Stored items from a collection

=== Begin Enclosure ===

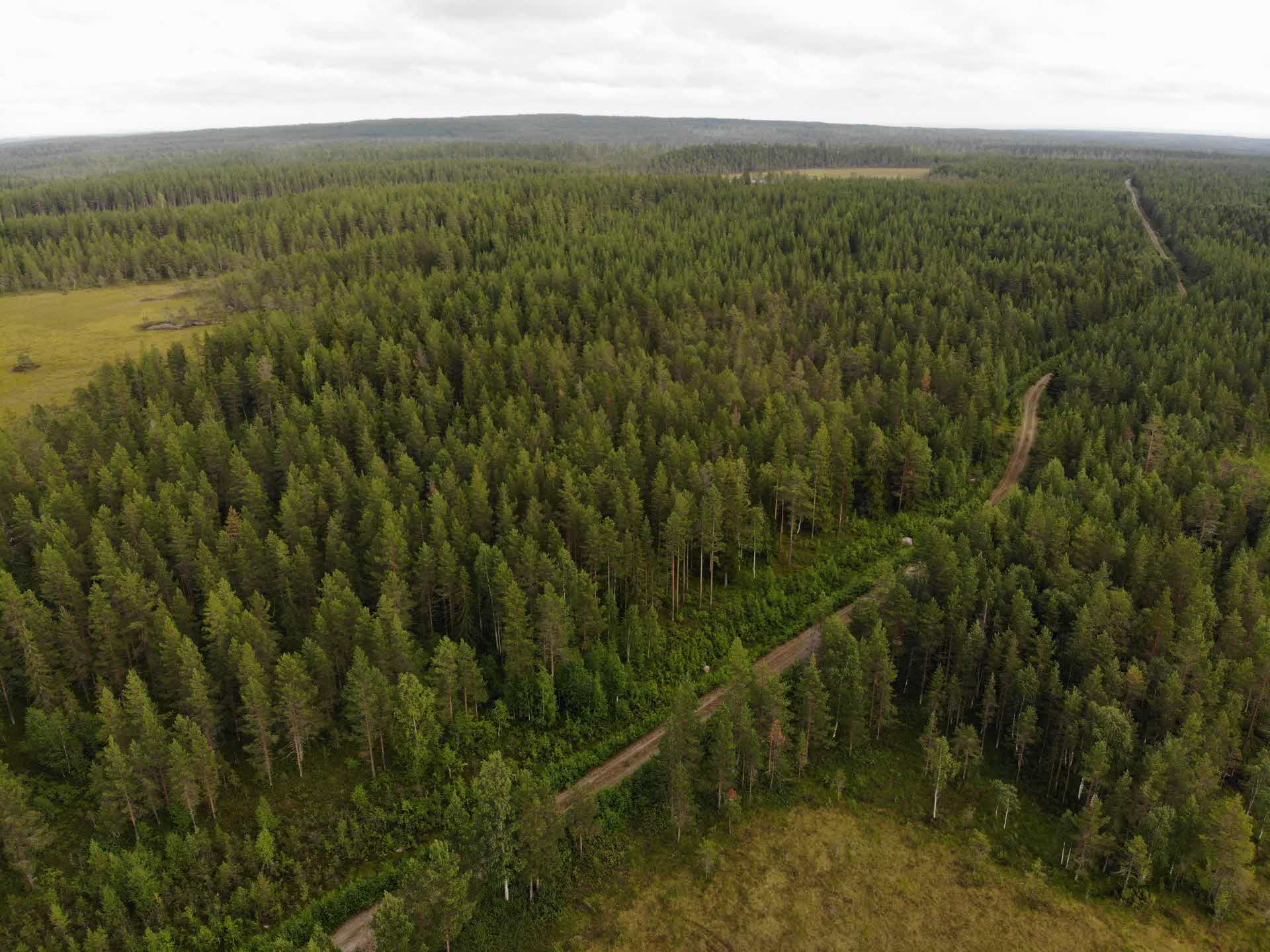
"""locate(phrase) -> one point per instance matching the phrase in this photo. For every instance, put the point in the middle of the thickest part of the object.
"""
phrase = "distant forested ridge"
(81, 155)
(501, 449)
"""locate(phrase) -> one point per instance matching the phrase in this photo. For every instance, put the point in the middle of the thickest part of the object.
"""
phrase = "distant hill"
(67, 154)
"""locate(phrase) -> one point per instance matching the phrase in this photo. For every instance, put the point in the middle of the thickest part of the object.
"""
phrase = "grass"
(839, 877)
(804, 870)
(70, 335)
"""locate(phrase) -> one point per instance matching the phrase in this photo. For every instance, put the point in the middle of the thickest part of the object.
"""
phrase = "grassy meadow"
(69, 335)
(839, 877)
(810, 870)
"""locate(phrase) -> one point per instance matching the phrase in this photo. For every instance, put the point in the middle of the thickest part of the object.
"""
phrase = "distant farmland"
(864, 172)
(67, 336)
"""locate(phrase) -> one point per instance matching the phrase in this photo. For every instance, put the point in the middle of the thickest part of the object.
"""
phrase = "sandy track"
(1151, 232)
(626, 761)
(1024, 439)
(356, 933)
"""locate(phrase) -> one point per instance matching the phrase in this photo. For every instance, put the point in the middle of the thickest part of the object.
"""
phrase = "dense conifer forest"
(502, 454)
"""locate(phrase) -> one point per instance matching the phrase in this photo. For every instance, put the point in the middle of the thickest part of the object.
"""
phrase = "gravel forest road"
(1024, 439)
(1151, 232)
(356, 933)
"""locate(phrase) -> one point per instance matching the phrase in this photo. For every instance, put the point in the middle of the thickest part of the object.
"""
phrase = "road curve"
(1151, 232)
(356, 933)
(1024, 439)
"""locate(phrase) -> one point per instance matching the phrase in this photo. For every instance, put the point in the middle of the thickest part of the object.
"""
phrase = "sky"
(84, 66)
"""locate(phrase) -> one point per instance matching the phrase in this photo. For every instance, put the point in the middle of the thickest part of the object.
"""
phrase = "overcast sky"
(74, 66)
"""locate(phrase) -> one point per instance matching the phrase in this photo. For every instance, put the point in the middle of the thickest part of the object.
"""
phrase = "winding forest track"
(1024, 439)
(356, 933)
(1151, 232)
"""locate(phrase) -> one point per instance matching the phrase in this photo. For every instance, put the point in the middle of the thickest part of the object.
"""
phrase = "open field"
(69, 335)
(839, 877)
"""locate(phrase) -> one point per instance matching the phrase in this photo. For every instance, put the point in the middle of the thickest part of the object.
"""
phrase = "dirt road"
(356, 933)
(1151, 232)
(1024, 439)
(626, 761)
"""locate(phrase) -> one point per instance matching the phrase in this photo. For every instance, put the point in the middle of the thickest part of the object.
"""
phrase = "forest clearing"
(70, 333)
(1152, 234)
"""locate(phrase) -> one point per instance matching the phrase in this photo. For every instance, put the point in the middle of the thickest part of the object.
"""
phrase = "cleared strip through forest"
(356, 933)
(1024, 439)
(1151, 232)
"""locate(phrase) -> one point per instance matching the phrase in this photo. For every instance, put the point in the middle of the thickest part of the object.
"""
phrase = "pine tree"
(296, 707)
(22, 830)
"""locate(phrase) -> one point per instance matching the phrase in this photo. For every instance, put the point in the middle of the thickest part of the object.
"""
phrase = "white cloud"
(74, 66)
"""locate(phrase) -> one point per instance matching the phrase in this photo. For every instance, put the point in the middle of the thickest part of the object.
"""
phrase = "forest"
(501, 455)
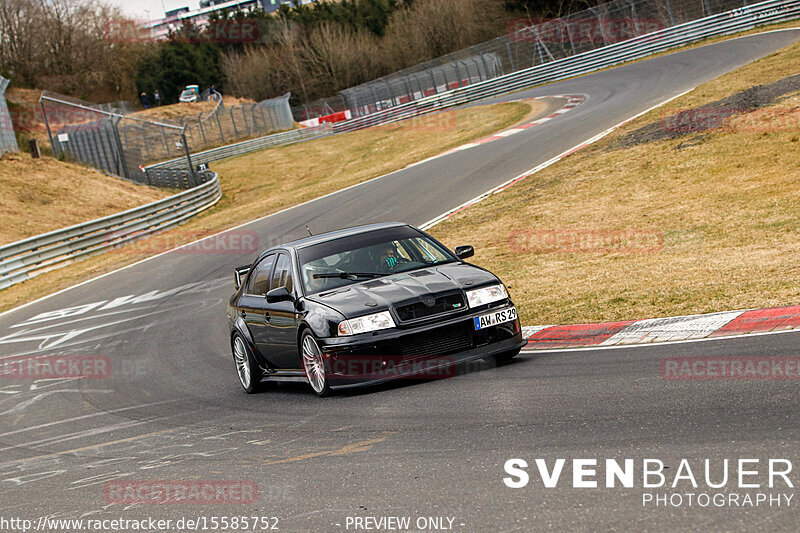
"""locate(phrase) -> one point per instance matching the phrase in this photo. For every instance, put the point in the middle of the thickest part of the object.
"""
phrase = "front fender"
(240, 327)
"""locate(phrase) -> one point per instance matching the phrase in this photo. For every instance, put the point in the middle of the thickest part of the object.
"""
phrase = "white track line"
(542, 166)
(660, 343)
(300, 205)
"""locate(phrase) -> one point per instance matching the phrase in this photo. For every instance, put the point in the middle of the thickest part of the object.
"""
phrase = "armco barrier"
(737, 20)
(721, 24)
(21, 260)
(25, 259)
(276, 139)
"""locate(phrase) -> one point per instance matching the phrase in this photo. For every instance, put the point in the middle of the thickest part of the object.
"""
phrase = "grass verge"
(257, 184)
(41, 195)
(694, 224)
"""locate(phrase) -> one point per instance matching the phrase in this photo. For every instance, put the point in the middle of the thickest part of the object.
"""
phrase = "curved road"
(171, 407)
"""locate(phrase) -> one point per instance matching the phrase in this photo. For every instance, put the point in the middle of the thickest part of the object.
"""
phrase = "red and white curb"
(656, 330)
(573, 101)
(503, 186)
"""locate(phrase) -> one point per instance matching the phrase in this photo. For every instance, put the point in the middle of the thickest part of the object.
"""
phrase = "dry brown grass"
(726, 207)
(187, 109)
(41, 195)
(256, 184)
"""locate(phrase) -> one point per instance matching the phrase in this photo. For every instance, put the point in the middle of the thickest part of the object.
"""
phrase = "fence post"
(200, 125)
(47, 125)
(123, 162)
(188, 155)
(510, 57)
(669, 13)
(233, 122)
(222, 135)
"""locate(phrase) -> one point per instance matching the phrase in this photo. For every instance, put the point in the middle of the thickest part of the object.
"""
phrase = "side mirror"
(281, 294)
(463, 252)
(239, 274)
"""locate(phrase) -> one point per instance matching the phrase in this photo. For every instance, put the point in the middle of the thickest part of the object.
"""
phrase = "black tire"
(314, 364)
(505, 357)
(247, 368)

=== End Enclosure ===

**Exercise details:** The output has to match the data above line for line, except that pictures are dropped.

**Response:**
"""locate(phrase) -> one point per instance matching the phrase in this photo. For every instance, put the point in the middle of the thickest part of the object.
"""
phrase = "distant forested ridge"
(81, 155)
(501, 449)
"""locate(phrase) -> one point per instance matching the phrase in this photo. For every instance, put the point in the middle of the thickest part of the object.
"""
phrase = "distant hill"
(67, 154)
"""locate(phrase) -> one point per instance matching the phrase in this photo. For every instance, put the point in the middle of the thickest part of the object.
"""
phrase = "grass"
(839, 877)
(804, 870)
(70, 335)
"""locate(phrase) -> one point per instance matching the phrase in this photo. For every instance, put the point in the middle of the thickest part of the object.
"""
phrase = "grassy meadow"
(69, 335)
(839, 877)
(810, 870)
"""locate(phrase) -> one point per instance matching the phrase in this photo. For every instance, put the point in the middle of the thickest part of the object.
"""
phrase = "distant farmland"
(864, 172)
(67, 336)
"""locate(phrase) -> one point per instance matching the phrase in this photo. For every instance, put the point in the middle of the thickest part of the object.
"""
phrase = "sandy track"
(1151, 232)
(626, 761)
(1024, 439)
(356, 933)
"""locate(phrase) -> one point per instance matching the phrase in this photo. For every instance, put the point in the middle of the thickest part of the object.
"""
phrase = "dense conifer forest"
(502, 454)
"""locate(phrase) -> one point per instance matching the phrase in this photo. For every instance, put the point in the middle of the thickest part of the object.
"""
phrase = "gravel forest road"
(1024, 439)
(1151, 232)
(356, 933)
"""locate(phrase) -> one point per instance matching the phrase in this photo. For every instance, put the point in the middle of the thickest part of the object.
"""
phrase = "road curve"
(1151, 232)
(356, 933)
(1024, 439)
"""locate(phrase) -> one point per instance matching the phrase in this photo. For every instance, put the point in the middle of the thickest part of the object.
"""
phrase = "sky"
(84, 66)
"""locate(phrase) -> one point per instance matching the phrase in this photo. For every instance, put the point in the middle of the thickest part of the object.
"""
phrase = "overcast sky"
(74, 66)
"""locate(phrase) -> one point per instance matching the phrase in this photo. For every instance, put the point in the middle of the thickest part of the object.
"""
phrase = "winding forest track"
(1024, 439)
(356, 933)
(1151, 232)
"""locate(phrase) -> one point per instance matching the phrase in this photo. For every instance, put the point in the middle of the thickest part of the object.
"""
phrase = "open field"
(69, 335)
(839, 877)
"""locate(phrase) -> one point per instance matching the phrase in this photo. For every instance, put the point in the middle of the thickest part of the object.
"""
phrase = "dirt road"
(356, 933)
(1151, 232)
(1024, 439)
(626, 761)
"""locate(phrase) -> one point per instance matching the phrase in this photo. For every instance, put the point in the middle of the thickest part of the object.
"""
phrase = "forest clearing"
(70, 333)
(1152, 234)
"""locate(phrase) -> one point per instance matching the phrase in this photo. For every instance, put the point in the middle of the thickest part of the object.
"""
phrase = "cleared strip through forest"
(356, 933)
(1024, 439)
(1151, 232)
"""locate(phrase) -> one point per instance matching the phrase in this photo. For every instance, put the point in the middle of the thickest part of the object.
"""
phrase = "pine tree"
(296, 707)
(22, 830)
"""locate(phrase) -> one point per instance matching the phrase in this photo. For every instance, put the point in the middle of the thickest part of the object.
"""
phrase = "white cloud"
(74, 66)
"""locate(phrase) -> one point per instance matching the phrase in this photo. For every instance, put the point in the middle of the thickest part of the object.
"""
phrase = "forest"
(501, 455)
"""locate(phrase) -> one point per instance matching the phrase in this photo. For every instance, put the point in the middle of the thickest part of the object.
"""
phrase = "front fender"
(240, 327)
"""locate(phrase) -> one point per instance matching the phrase in this photo. For every instance, put the point in the middle of the thickest part of the object.
"""
phrase = "white track line"
(542, 166)
(660, 343)
(300, 205)
"""locate(phrase) -> one point per instance matching the phrase in this photo. For every instance, put the point in the middle of the thickest part of the object.
"""
phrase = "armco barrier"
(737, 20)
(721, 24)
(21, 260)
(25, 259)
(276, 139)
"""locate(phrase) -> one point per instance matching the phrase in this photo. For every instance, put the point in the middle of the thickest part of the object.
"""
phrase = "grass verge"
(257, 184)
(41, 195)
(694, 224)
"""locate(phrase) -> one point per instance matching the phrase in this photo. For every instance, put the point in the middle of the thickest part of the object.
"""
phrase = "curved road"
(171, 407)
"""locate(phrase) -> one point per instance matching the phrase in this photo. For every instance, put the point in the middle of the thickest part of the object.
"""
phrase = "red and white curb"
(656, 330)
(573, 101)
(503, 186)
"""locate(phrase) -> one point per instance matching the phrase in this photo. For every instance, put the point in the middle of the thickest part of the object.
"""
phrase = "dry brown grass"
(726, 207)
(187, 109)
(41, 195)
(256, 184)
"""locate(phrase) -> one point per instance matching the phrase in this photo. For every instance, put the point in the middle of the thickest part of the object.
"""
phrase = "fence post"
(200, 125)
(47, 125)
(123, 162)
(188, 155)
(510, 57)
(669, 13)
(233, 122)
(222, 135)
"""locate(phrase) -> one point per instance matching the phrase in this photo. For every instance, put the point in the middle of the thickest part of the object.
"""
phrase = "side mirror"
(281, 294)
(463, 252)
(239, 274)
"""locate(phrase) -> one point per instance matching the phrase in this photo. For every instance, put the point in the middle of the thickest part of the object.
"""
phrase = "black tire"
(314, 364)
(505, 357)
(247, 368)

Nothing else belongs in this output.